Location identification records
start

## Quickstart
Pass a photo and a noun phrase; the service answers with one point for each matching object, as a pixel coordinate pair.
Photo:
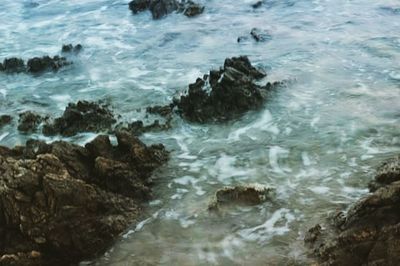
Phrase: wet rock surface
(369, 233)
(161, 8)
(29, 121)
(70, 48)
(61, 203)
(34, 65)
(225, 93)
(82, 116)
(240, 195)
(257, 35)
(5, 120)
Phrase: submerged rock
(29, 121)
(34, 65)
(242, 195)
(13, 65)
(83, 116)
(161, 8)
(61, 203)
(69, 48)
(45, 63)
(5, 120)
(225, 93)
(369, 233)
(258, 35)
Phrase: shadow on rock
(369, 233)
(61, 203)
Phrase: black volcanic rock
(225, 93)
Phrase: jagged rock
(257, 4)
(69, 48)
(61, 203)
(242, 195)
(161, 8)
(387, 173)
(13, 65)
(4, 120)
(258, 35)
(225, 93)
(29, 121)
(45, 63)
(369, 233)
(81, 117)
(160, 110)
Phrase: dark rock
(369, 233)
(29, 121)
(69, 48)
(45, 63)
(257, 4)
(161, 8)
(13, 65)
(387, 173)
(193, 9)
(226, 93)
(242, 195)
(49, 215)
(4, 120)
(139, 5)
(81, 117)
(260, 35)
(160, 110)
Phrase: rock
(369, 233)
(192, 9)
(13, 65)
(5, 120)
(225, 94)
(387, 173)
(29, 121)
(81, 117)
(160, 110)
(258, 35)
(69, 48)
(257, 4)
(45, 63)
(161, 8)
(51, 215)
(139, 5)
(242, 195)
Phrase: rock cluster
(225, 93)
(61, 203)
(369, 232)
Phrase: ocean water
(317, 141)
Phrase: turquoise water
(316, 141)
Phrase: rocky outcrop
(82, 116)
(369, 232)
(161, 8)
(225, 93)
(240, 195)
(29, 121)
(69, 48)
(257, 35)
(61, 203)
(46, 63)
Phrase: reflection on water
(316, 142)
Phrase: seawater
(316, 141)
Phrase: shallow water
(317, 141)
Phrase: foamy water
(316, 141)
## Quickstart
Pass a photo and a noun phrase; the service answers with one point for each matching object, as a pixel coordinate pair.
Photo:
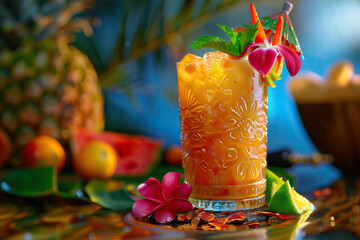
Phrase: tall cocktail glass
(223, 114)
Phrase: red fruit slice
(5, 147)
(136, 155)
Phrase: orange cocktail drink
(223, 113)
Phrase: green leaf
(247, 37)
(32, 182)
(214, 43)
(109, 194)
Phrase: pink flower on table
(165, 200)
(262, 57)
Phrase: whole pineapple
(46, 85)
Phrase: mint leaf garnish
(237, 43)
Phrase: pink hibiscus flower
(165, 200)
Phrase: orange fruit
(96, 159)
(5, 147)
(43, 151)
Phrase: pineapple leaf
(214, 43)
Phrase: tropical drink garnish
(223, 113)
(264, 53)
(273, 183)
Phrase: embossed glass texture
(223, 114)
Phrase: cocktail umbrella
(290, 39)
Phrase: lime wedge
(287, 201)
(270, 179)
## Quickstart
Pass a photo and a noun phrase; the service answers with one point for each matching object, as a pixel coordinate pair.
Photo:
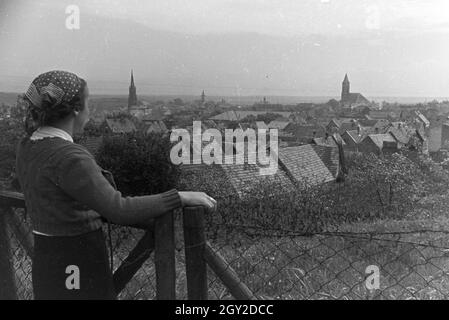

end

■ Problem description
Recast every line of the records above as a numbered list, skipping blank lines. Leave the pictures out of your answer.

■ The output
1. ## Quickstart
2. Pass a photo and a noun phrase; the service answers with one point for each matching object, as a pixel coordinate pair.
3. Photo:
4. Phrase: wet rock surface
5. (369, 233)
6. (161, 8)
7. (29, 121)
8. (70, 48)
9. (61, 203)
10. (34, 65)
11. (225, 93)
12. (82, 116)
13. (240, 195)
14. (257, 35)
15. (5, 120)
16. Phrase: submerged rock
17. (29, 121)
18. (34, 65)
19. (242, 195)
20. (13, 65)
21. (83, 116)
22. (161, 8)
23. (61, 203)
24. (69, 48)
25. (45, 63)
26. (5, 120)
27. (225, 93)
28. (369, 233)
29. (258, 35)
30. Phrase: shadow on rock
31. (369, 233)
32. (61, 203)
33. Phrase: black volcanic rock
34. (225, 93)
35. Phrase: jagged rock
36. (257, 4)
37. (69, 48)
38. (61, 203)
39. (242, 195)
40. (161, 8)
41. (387, 173)
42. (13, 65)
43. (4, 120)
44. (258, 35)
45. (225, 93)
46. (29, 121)
47. (45, 63)
48. (369, 233)
49. (81, 117)
50. (160, 110)
51. Phrase: dark rock
52. (369, 233)
53. (29, 121)
54. (69, 48)
55. (45, 63)
56. (257, 4)
57. (161, 8)
58. (13, 65)
59. (387, 173)
60. (193, 9)
61. (226, 93)
62. (242, 195)
63. (49, 215)
64. (4, 120)
65. (139, 5)
66. (81, 117)
67. (260, 35)
68. (160, 110)
69. Phrase: rock
70. (369, 233)
71. (192, 9)
72. (13, 65)
73. (5, 120)
74. (225, 94)
75. (387, 173)
76. (29, 121)
77. (81, 117)
78. (160, 110)
79. (258, 35)
80. (69, 48)
81. (257, 4)
82. (45, 63)
83. (161, 8)
84. (51, 215)
85. (139, 5)
86. (242, 195)
87. Phrase: rock cluster
88. (225, 93)
89. (61, 203)
90. (369, 232)
91. Phrase: ocean water
92. (317, 141)
93. Phrase: turquoise water
94. (316, 141)
95. Phrase: rocky outcrop
96. (82, 116)
97. (369, 232)
98. (161, 8)
99. (225, 93)
100. (240, 195)
101. (29, 121)
102. (69, 48)
103. (257, 35)
104. (61, 203)
105. (46, 63)
106. Phrase: reflection on water
107. (316, 142)
108. Phrase: seawater
109. (316, 141)
110. Phrase: shallow water
111. (317, 141)
112. Phrase: foamy water
113. (316, 141)
114. ## Quickstart
115. Pass a photo and a noun phrase; the service answers with one point for each matching object, as a pixel coordinate pair.
116. Photo:
117. Phrase: tall cocktail glass
118. (223, 114)
119. Phrase: red fruit slice
120. (5, 147)
121. (136, 155)
122. Phrase: orange cocktail drink
123. (223, 113)
124. Phrase: green leaf
125. (247, 37)
126. (32, 182)
127. (214, 43)
128. (109, 194)
129. Phrase: pink flower on table
130. (165, 200)
131. (262, 57)
132. Phrase: whole pineapple
133. (46, 85)
134. Phrase: mint leaf garnish
135. (237, 43)
136. Phrase: pink hibiscus flower
137. (165, 200)
138. Phrase: orange fruit
139. (96, 159)
140. (5, 147)
141. (43, 151)
142. Phrase: pineapple leaf
143. (214, 43)
144. Phrase: tropical drink garnish
145. (223, 113)
146. (264, 53)
147. (273, 183)
148. Phrase: embossed glass texture
149. (223, 114)
150. Phrase: cocktail umbrella
151. (290, 39)
152. Phrase: lime wedge
153. (287, 201)
154. (270, 179)
155. ## Quickstart
156. Pass a photo and a noun phrase; the service answers with one point for each matching object, as a pixel coordinate pair.
157. Photo:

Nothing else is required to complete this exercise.